--- Exercise ---
Copy out the entries exactly, from the first line to the last.

Stored items from a collection
==============================
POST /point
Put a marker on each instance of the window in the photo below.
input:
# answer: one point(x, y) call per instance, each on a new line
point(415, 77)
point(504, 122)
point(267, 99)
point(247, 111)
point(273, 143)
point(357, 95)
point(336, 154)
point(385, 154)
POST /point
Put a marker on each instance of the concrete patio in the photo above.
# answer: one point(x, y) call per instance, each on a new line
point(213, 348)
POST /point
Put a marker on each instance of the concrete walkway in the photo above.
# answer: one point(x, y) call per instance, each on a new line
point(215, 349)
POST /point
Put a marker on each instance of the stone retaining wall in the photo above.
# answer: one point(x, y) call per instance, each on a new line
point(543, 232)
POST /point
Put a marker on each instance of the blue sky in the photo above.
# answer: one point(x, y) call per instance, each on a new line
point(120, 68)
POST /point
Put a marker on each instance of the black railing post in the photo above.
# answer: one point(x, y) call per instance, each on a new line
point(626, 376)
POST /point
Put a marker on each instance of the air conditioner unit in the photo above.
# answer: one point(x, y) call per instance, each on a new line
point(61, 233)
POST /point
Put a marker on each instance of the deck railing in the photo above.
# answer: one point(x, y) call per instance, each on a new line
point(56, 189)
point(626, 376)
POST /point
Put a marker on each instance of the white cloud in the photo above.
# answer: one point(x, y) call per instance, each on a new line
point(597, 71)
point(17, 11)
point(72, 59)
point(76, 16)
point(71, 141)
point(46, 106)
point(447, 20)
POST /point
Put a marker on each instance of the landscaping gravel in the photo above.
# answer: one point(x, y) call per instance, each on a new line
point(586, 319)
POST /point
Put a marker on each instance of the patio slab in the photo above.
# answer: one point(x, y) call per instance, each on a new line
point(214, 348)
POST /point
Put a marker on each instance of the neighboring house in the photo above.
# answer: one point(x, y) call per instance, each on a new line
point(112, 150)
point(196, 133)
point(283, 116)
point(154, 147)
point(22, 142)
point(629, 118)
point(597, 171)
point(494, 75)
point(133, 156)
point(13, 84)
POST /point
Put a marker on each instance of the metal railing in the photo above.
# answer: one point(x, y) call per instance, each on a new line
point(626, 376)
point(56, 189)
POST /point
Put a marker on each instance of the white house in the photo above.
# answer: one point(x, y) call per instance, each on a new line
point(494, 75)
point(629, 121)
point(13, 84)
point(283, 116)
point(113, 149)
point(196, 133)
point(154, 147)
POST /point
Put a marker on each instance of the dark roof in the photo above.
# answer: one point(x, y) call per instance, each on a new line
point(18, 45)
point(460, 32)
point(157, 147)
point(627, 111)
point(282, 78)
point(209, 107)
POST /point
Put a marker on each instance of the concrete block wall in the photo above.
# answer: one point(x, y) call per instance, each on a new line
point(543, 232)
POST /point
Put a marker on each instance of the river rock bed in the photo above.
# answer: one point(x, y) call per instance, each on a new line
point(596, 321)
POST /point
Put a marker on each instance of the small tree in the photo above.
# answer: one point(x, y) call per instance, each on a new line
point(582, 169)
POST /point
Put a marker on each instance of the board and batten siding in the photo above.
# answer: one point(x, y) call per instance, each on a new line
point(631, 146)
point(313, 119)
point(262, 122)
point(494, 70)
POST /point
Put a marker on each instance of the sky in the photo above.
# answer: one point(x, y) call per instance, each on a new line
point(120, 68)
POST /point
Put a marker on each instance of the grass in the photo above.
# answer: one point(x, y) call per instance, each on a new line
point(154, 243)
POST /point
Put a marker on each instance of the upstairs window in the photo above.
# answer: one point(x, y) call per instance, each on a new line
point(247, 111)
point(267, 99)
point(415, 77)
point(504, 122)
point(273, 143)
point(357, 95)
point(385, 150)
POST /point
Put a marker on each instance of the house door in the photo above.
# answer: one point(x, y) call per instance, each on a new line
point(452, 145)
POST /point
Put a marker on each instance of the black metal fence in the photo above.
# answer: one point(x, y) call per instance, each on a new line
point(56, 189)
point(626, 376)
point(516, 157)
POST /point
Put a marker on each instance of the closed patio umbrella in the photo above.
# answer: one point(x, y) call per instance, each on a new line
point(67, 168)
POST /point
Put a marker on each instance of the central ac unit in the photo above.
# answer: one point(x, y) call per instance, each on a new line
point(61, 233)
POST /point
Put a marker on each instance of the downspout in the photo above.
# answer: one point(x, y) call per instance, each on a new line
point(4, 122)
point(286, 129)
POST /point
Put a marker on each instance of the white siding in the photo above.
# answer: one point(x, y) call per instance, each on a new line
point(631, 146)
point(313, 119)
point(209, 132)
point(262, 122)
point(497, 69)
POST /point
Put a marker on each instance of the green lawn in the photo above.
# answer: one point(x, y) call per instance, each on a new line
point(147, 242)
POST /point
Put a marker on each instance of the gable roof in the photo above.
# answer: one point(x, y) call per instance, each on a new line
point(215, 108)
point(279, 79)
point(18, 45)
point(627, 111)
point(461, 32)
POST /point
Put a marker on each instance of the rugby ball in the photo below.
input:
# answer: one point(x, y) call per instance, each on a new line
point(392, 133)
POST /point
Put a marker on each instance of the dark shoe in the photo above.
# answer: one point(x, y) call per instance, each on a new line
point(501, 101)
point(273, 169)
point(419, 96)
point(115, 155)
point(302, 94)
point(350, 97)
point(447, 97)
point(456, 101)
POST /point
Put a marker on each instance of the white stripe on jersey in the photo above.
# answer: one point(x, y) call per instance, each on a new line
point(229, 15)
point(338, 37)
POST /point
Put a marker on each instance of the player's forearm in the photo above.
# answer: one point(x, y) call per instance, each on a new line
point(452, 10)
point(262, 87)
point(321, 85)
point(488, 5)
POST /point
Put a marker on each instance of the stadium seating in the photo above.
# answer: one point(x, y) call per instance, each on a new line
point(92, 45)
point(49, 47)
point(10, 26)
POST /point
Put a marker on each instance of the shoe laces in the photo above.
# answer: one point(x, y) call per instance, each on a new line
==============================
--- Full answer ---
POST /point
Put a marker on each instance of the window in the photo below.
input:
# answer: one point(x, y) call per instance, each on a new line
point(415, 77)
point(504, 122)
point(267, 99)
point(247, 111)
point(273, 143)
point(357, 95)
point(336, 154)
point(385, 154)
POST /point
Put a marker on each instance of the concrete patio in the photo above.
# answer: one point(x, y) call per instance, each on a new line
point(213, 348)
POST /point
Put a marker on each instance of the concrete walkway in the photo above.
# answer: one point(x, y) call per instance, each on a new line
point(215, 349)
POST /point
Put a marker on each instance of the stone retaining wall in the photo above.
# answer: one point(x, y) call per instance, each on a new line
point(543, 232)
POST /point
Put a marker on each instance of the blue sky in the photo above.
# answer: one point(x, y) call per instance, each on a new line
point(120, 68)
POST /point
Put a marker on each instance of the black railing post in the photo above.
# answer: one point(x, y) call per instance, each on a new line
point(626, 376)
POST /point
Put a marker on each instance of the air conditioner unit in the photo above.
# answer: one point(x, y) call per instance, each on a new line
point(61, 233)
POST /point
Put a marker on each instance of the deck railing in the photo above.
# answer: one point(x, y) call per instance, each on a new line
point(56, 189)
point(626, 376)
POST /point
Put a marker on each instance of the white cloud in the photo above.
# answer: one point(x, y) call per instance, each on a new line
point(597, 71)
point(17, 11)
point(72, 59)
point(76, 16)
point(71, 141)
point(46, 106)
point(447, 20)
POST /point
Put a marker on each instance of the landscaping gravel in the photo above.
# answer: one point(x, y) call per instance, each on a new line
point(586, 319)
POST /point
Put a marker on each instance of the patio slab in the photo above.
# answer: one point(x, y) call per instance, each on a new line
point(214, 348)
POST /point
Put a marker on each instance of the neighboring house in the photo above.
# answer: one point(x, y) call per instance, each on a new line
point(112, 150)
point(196, 133)
point(283, 116)
point(154, 147)
point(22, 142)
point(629, 118)
point(597, 171)
point(494, 75)
point(133, 156)
point(13, 84)
POST /point
Put a marker on each instance of the metal railing in the photo above.
# answer: one point(x, y) call per instance, each on a new line
point(626, 376)
point(56, 189)
POST /point
Put a marker on each instance of the white house in the photo above.
# answer: one point(x, y) call per instance, each on a new line
point(494, 75)
point(629, 121)
point(13, 84)
point(283, 116)
point(113, 149)
point(196, 133)
point(154, 147)
POST /point
Put a marker on each instance of the dark roof in the photo above.
# answer: one point(x, y) call per instance, each on a new line
point(18, 45)
point(460, 32)
point(157, 147)
point(627, 111)
point(282, 78)
point(209, 107)
POST /point
Put a marker on each instance of the concrete block wall in the photo above.
# answer: one point(x, y) call per instance, each on a new line
point(543, 232)
POST /point
Put a marker on each instance of the river rock bed in the photo above.
# answer: one point(x, y) call per instance, each on a new line
point(596, 321)
POST /point
Put a marker on each instance of the small tree in the photo above.
# answer: one point(x, y) call per instance, each on a new line
point(582, 169)
POST /point
Put a marker on each instance of the board and batten siding in the photo above.
# answer: one point(x, y) call per instance, each on a new line
point(631, 146)
point(313, 119)
point(262, 122)
point(494, 70)
POST /point
Put a marker on each instance of the sky in the photo above.
# answer: one point(x, y) call per instance, each on a new line
point(120, 68)
POST /point
Put a marker on each instance of the grass in the photo above.
# answer: one point(x, y) call per instance, each on a new line
point(154, 243)
POST /point
Put a marker on each instance of the upstairs window in the photo above.
# answer: one point(x, y) call per instance, each on a new line
point(247, 111)
point(267, 99)
point(415, 77)
point(504, 122)
point(273, 143)
point(357, 95)
point(385, 150)
POST /point
Put a marker on each instance of the house door in the photo above.
# answer: one point(x, y) call per instance, each on a new line
point(452, 145)
POST /point
Put a marker on each instance of the black metal fence in the photo above.
# answer: one point(x, y) call per instance, each on a new line
point(56, 189)
point(626, 376)
point(516, 157)
POST /point
Put a marker on each instance of the closed patio umbrella in the photo above.
# answer: one point(x, y) call per instance, each on a new line
point(67, 168)
POST /point
Put a marker on each instance of the central ac unit in the photo above.
# answer: one point(x, y) call per instance, each on a new line
point(61, 233)
POST /point
Put a marker on each instance of the downspout in the photo above.
# answer: one point(x, y) call per instance, each on a new line
point(4, 122)
point(286, 129)
POST /point
Put a marker on each instance of the white siding in the photo above.
# answer: one point(x, y) call per instance, each on a new line
point(631, 146)
point(313, 119)
point(209, 132)
point(262, 122)
point(497, 69)
POST /point
Put a marker on each instance of the green lawn in the photo above.
# answer: one point(x, y) call per instance, each on a new line
point(147, 242)
POST /point
Put a marker on each instance of the gable roof in the photo above.
# answer: one point(x, y) call per instance, each on a new line
point(215, 108)
point(279, 79)
point(18, 45)
point(627, 111)
point(461, 32)
POST /point
Put a marker on each instance of the rugby ball in the photo below.
input:
# answer: one point(x, y) call per instance, each on a new line
point(392, 133)
POST /point
Put a marker on each instance of the dark shoe in the photo above.
# answer: one point(x, y) call per instance, each on a new line
point(501, 101)
point(273, 169)
point(419, 96)
point(115, 155)
point(302, 94)
point(350, 97)
point(447, 97)
point(456, 101)
POST /point
Put a marker on each instance of the white stripe on jersey in the photo above.
# answer: one point(x, y) call per instance, each on a new line
point(229, 15)
point(338, 37)
POST /point
Put a marker on each instance of the player's forearm in the photo above.
# answer: one point(x, y) call per instance, each on a new line
point(452, 10)
point(262, 87)
point(321, 85)
point(488, 5)
POST /point
Put a marker on each instance of the stadium seating in the photo above.
# answer: one point(x, y) call per instance, each on a new line
point(92, 45)
point(49, 47)
point(10, 26)
POST /point
Put a marker on each instance of the shoe laces in the photo above.
# answer: one point(x, y) call per instance, each on a new line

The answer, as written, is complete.